== PAGE EXCERPT ==
I’m not a hater. LLMs on search is the best research tool I’ve ever used because it’s read everything and can find minutia buried in places it would take me a long time to find.
But there’s a huge difference between using it to assist focus, or as a study aide, and offloading the whole act of thinking itself.
I swear to god, people heard the story about how Socrates was against books and reurgitate this as argument against any critical view on AI usage. If this is the level of reasoning people have, nothing will be lost when cognitive skills decline through AI usage anyway.
There's an irony to people repeating this claim without even having read the Phaedrus. If they had, they'd understand that the concern with writing was that it was not able to respond as a human in dialogue. One could think that LLMs are an improvement in this regard, but for the fact that LLMs are actually autonomous sophists.
===
**TASKS TO CARRY OUT:**
**a.** Repeat the comments on LLMs and Socrates from "I swear to god, people" to "actually autonomous sophists.".
**b.** Continue the comments on LLMs and Socrates after their last sentence.
The lines that come next are from a separate source.
== DATA RECORDS ==
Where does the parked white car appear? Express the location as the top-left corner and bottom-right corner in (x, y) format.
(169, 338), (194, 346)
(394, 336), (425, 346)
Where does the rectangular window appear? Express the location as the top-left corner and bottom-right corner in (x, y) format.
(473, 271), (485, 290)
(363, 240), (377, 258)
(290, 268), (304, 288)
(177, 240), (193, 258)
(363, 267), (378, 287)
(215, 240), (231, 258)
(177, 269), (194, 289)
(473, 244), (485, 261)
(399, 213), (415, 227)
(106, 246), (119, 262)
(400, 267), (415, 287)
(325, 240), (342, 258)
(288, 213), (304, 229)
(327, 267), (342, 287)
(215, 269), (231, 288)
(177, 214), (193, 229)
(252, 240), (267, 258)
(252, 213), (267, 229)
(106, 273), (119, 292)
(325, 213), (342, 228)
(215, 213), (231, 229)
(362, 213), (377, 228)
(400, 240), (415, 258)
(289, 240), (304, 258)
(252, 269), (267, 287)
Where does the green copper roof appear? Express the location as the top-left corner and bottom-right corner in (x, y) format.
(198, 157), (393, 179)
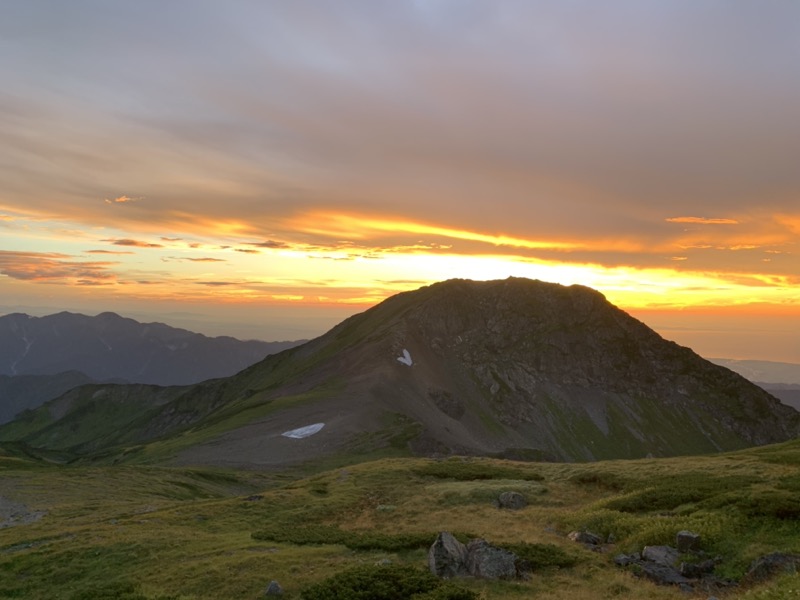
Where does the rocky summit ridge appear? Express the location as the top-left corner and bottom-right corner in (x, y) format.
===
**TASK-BY-TASK OUTPUTS:**
**a.**
I swear to god, people heard the story about how Socrates was against books and reurgitate this as argument against any critical view on AI usage. If this is the level of reasoning people have, nothing will be lost when cognitive skills decline through AI usage anyway.
There's an irony to people repeating this claim without even having read the Phaedrus. If they had, they'd understand that the concern with writing was that it was not able to respond as a human in dialogue. One could think that LLMs are an improvement in this regard, but for the fact that LLMs are actually autonomous sophists.

**b.**
Socrates would have been against LLMs, and for good reason. Writing isn't unequivocally bad, but it is simply not a substitution for real dialogue and thought. We use books as a means by which to have more things to discuss with humans. LLMs can supplant the desire to even have dialogue with others, which is perhaps the more insidious thing.
>I swear to god, people heard the story about how Socrates was against books and reurgitate this as argument against any critical view on AI usage.
It's something we all learn in freshman english class. But it comes up over and over again because the general idea is true. You have to temper the unbridled optimism that comes with any new technology by contemplation of what may be lost. Otherwise we're spinning in circles.
Like fighting on social media...
Seriously, what was the other stuff that we used our bandwidth for when the books caused the loss of skills.
We have lost Homer, but what have we gained? A million social-media warriors?